### Data shown
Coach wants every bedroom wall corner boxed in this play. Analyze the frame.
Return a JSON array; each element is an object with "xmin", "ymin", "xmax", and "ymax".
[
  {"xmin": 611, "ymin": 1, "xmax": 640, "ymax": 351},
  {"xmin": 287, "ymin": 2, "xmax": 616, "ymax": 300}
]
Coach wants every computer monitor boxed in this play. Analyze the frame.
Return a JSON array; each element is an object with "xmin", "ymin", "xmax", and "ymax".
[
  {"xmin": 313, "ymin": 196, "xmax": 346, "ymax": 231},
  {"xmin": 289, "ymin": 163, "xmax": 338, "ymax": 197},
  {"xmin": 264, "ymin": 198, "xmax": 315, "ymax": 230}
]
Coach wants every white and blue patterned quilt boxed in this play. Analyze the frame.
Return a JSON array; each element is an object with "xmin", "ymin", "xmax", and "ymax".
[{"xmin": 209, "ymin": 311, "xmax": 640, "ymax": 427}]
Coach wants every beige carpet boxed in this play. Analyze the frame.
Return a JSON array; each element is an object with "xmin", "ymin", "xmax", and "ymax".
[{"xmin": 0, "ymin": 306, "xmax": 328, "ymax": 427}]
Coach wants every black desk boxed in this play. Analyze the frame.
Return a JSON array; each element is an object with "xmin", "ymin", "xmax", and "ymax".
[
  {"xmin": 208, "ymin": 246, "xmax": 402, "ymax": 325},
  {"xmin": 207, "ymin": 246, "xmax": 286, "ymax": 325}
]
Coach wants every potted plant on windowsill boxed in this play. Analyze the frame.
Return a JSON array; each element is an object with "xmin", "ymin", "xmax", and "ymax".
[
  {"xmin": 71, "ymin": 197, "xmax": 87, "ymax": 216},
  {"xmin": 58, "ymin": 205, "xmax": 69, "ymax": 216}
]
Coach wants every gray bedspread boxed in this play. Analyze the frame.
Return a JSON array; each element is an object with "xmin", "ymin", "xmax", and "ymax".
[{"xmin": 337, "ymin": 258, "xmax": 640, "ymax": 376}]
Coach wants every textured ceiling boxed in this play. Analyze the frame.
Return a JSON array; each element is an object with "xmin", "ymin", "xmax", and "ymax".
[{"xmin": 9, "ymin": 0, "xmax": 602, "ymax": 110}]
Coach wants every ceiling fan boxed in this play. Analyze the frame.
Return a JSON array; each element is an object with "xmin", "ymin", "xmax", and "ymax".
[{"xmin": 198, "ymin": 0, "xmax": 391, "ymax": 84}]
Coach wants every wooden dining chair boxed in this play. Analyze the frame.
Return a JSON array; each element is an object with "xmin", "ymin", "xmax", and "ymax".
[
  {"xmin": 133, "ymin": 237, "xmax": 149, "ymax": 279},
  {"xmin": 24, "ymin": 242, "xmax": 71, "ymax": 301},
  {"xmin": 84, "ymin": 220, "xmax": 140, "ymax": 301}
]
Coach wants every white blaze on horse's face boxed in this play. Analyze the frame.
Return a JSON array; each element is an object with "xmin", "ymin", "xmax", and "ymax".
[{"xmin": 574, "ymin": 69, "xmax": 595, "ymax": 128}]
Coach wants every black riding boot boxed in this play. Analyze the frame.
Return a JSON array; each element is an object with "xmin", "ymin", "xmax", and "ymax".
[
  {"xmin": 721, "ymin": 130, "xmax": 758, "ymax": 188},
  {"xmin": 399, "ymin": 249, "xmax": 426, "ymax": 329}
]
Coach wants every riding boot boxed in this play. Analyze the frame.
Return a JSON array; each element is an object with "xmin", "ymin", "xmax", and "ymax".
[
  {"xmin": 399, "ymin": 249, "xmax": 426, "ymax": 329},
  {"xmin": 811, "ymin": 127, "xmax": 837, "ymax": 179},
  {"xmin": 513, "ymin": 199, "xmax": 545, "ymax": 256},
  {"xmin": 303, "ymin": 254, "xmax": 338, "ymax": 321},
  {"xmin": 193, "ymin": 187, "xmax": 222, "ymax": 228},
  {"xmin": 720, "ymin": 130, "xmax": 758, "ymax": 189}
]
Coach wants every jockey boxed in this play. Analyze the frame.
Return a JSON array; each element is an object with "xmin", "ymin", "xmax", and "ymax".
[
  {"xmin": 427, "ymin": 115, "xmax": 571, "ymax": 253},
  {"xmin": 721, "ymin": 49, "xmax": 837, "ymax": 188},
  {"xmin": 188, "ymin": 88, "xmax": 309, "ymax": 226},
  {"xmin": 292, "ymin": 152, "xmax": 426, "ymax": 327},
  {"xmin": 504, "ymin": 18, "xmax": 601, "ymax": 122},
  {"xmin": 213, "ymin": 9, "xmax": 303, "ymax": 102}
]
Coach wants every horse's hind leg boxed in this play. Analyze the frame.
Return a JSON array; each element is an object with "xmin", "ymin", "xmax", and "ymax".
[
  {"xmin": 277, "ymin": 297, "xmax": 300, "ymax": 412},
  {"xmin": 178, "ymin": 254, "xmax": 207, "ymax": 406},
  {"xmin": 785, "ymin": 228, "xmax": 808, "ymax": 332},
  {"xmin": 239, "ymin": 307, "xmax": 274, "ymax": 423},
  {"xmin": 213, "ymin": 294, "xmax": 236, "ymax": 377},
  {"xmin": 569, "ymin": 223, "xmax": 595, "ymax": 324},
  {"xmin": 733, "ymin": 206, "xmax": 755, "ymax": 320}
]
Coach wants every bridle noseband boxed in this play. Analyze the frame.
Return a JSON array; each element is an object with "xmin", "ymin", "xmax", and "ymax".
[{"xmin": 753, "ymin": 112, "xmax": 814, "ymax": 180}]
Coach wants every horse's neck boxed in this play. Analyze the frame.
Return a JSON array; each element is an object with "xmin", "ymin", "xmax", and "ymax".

### What you have to do
Count how many of the lines above contain the string "riding", treating uppercase and lowercase letters as different. Reply with the number alone.

### Written response
2